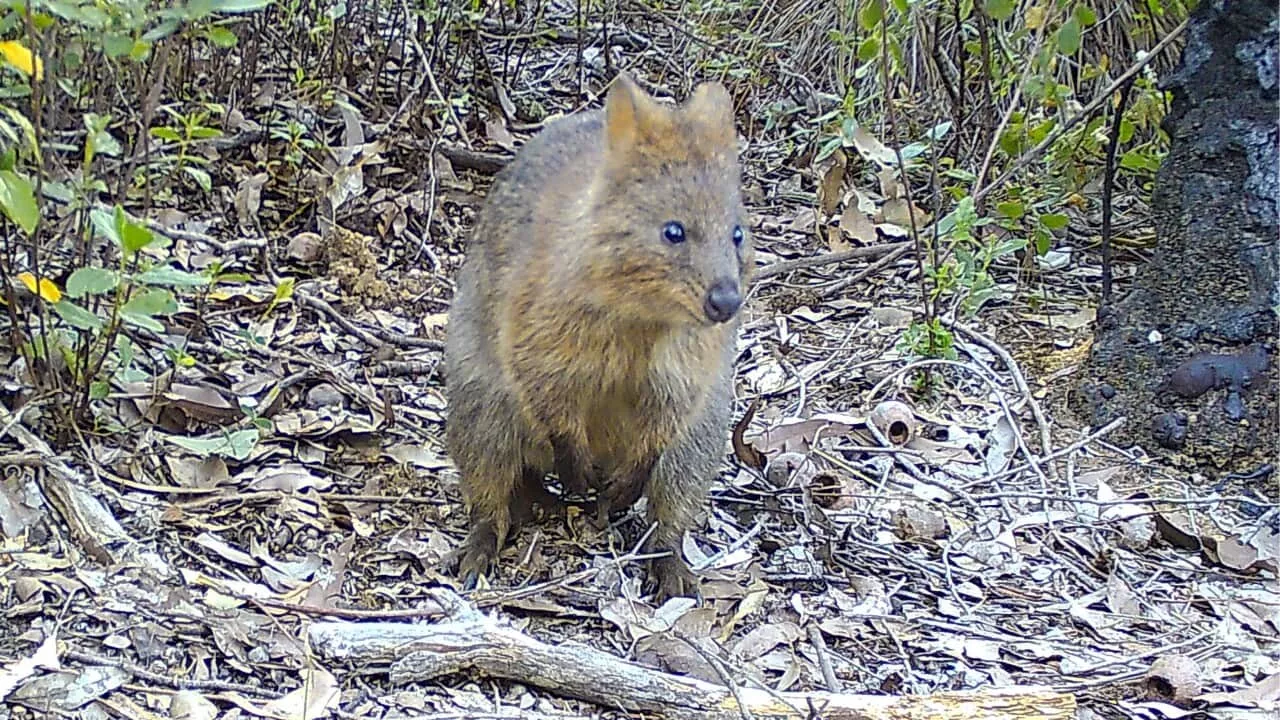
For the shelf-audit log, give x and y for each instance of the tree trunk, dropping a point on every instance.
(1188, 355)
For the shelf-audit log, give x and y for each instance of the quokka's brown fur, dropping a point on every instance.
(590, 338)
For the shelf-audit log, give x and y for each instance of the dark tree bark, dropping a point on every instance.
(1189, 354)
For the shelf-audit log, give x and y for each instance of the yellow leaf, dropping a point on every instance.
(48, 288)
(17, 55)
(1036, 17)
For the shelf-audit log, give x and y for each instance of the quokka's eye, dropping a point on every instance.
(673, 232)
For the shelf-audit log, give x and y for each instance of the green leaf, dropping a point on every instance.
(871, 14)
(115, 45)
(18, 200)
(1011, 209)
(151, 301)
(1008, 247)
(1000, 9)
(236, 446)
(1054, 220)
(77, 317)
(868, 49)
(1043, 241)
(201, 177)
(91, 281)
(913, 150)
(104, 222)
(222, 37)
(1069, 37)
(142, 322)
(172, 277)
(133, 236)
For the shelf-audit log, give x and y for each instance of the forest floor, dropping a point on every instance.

--

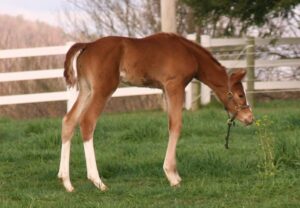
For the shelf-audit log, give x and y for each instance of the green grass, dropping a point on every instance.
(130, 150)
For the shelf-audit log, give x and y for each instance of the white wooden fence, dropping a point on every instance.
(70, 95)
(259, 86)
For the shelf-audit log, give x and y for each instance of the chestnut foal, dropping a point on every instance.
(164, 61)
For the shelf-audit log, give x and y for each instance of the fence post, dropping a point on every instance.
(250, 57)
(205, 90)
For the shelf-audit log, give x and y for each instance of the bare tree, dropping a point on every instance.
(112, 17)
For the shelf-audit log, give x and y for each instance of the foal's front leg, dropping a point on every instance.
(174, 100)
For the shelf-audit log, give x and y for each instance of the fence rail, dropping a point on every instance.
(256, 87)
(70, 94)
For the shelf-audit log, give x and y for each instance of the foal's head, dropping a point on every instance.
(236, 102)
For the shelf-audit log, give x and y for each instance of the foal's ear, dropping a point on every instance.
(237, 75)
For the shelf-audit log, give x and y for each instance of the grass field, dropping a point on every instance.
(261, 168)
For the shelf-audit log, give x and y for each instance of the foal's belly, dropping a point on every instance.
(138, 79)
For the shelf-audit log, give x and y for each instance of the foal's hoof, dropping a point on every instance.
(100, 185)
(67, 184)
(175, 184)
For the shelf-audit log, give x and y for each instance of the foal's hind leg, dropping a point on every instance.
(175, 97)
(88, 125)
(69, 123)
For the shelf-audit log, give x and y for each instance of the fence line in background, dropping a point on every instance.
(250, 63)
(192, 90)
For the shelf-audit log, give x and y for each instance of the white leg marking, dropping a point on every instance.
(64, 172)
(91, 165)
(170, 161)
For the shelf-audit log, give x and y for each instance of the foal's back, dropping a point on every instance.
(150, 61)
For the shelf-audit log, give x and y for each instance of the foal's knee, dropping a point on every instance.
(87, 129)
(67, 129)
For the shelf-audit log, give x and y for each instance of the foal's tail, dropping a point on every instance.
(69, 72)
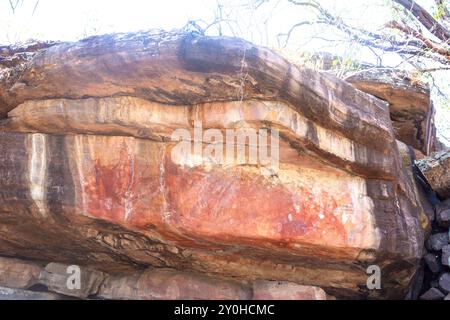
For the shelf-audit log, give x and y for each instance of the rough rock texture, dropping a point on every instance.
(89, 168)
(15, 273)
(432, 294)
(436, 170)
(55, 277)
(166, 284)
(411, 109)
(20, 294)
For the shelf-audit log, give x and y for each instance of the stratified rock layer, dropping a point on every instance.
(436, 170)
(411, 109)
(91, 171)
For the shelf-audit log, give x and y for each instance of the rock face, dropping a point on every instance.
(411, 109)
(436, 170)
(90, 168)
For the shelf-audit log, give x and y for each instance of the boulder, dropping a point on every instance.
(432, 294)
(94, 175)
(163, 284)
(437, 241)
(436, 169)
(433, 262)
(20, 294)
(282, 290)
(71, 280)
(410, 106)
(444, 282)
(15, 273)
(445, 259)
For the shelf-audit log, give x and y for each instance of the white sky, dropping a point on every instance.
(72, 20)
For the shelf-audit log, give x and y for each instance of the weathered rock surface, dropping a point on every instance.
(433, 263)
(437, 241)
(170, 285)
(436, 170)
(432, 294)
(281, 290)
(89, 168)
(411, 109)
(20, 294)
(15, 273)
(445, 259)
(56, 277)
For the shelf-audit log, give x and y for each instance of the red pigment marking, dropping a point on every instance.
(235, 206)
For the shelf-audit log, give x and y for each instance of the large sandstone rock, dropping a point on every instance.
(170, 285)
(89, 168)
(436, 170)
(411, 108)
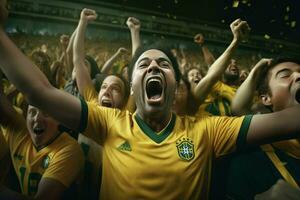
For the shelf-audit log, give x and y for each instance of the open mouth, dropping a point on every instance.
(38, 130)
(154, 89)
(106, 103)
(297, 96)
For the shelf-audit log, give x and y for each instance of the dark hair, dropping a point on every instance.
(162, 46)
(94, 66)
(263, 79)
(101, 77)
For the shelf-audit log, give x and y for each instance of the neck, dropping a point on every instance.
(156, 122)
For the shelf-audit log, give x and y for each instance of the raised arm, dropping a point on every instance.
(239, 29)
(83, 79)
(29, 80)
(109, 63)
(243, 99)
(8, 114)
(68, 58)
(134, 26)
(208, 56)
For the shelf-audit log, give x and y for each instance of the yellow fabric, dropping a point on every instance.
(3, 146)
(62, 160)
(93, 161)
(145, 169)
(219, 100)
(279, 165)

* * *

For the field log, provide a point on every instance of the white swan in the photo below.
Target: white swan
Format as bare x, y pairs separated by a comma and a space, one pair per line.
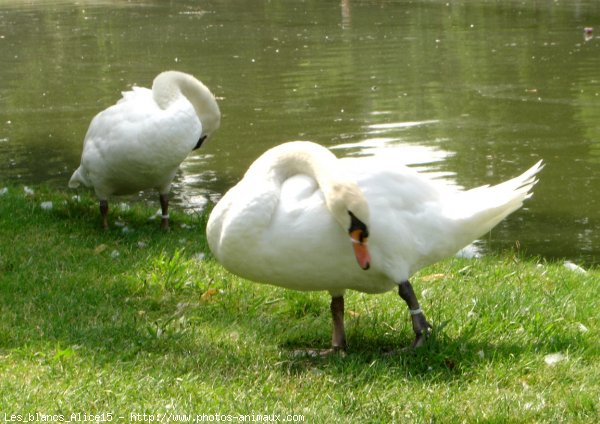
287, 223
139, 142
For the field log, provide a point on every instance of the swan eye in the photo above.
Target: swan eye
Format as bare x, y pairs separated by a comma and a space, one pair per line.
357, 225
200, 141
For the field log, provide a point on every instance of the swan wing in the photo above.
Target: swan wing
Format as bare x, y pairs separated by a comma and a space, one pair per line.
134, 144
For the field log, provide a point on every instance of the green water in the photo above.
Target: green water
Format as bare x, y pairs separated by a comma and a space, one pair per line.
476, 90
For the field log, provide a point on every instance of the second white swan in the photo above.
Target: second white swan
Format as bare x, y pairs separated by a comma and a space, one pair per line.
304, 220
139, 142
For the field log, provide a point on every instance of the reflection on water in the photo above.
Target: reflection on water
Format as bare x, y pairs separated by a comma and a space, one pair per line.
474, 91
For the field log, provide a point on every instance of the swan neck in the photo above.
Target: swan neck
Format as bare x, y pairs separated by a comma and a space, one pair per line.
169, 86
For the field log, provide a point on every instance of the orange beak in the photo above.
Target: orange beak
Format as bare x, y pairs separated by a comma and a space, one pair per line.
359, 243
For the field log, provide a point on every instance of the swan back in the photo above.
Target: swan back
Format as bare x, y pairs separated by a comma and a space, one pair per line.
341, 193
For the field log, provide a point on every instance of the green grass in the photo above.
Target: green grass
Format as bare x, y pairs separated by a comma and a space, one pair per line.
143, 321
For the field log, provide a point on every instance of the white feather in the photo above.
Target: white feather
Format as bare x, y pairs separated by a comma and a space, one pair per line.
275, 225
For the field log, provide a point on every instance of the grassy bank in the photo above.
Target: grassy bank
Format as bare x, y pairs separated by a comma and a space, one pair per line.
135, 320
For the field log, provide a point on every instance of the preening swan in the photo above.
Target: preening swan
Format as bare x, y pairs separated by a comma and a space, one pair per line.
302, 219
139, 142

→ Problem details
Rewrite the records starting at the line containing "trunk, dropping a point on every instance." and ending at the line containing "(1189, 354)", replacing "shelf-audit log" with "inventory log" and leaving everything else unchanged. Return only those lines.

→ Finished exercise
For the inventory log, give x and y for each instance of the tree trunk, dropping a point on every instance.
(1188, 355)
For the inventory log, give x and y for each instance of the quokka's brown fur, dropping a point on every instance.
(590, 338)
For the inventory log, give x and y for each instance of the dark tree bark, dropping a point on every instance.
(1189, 354)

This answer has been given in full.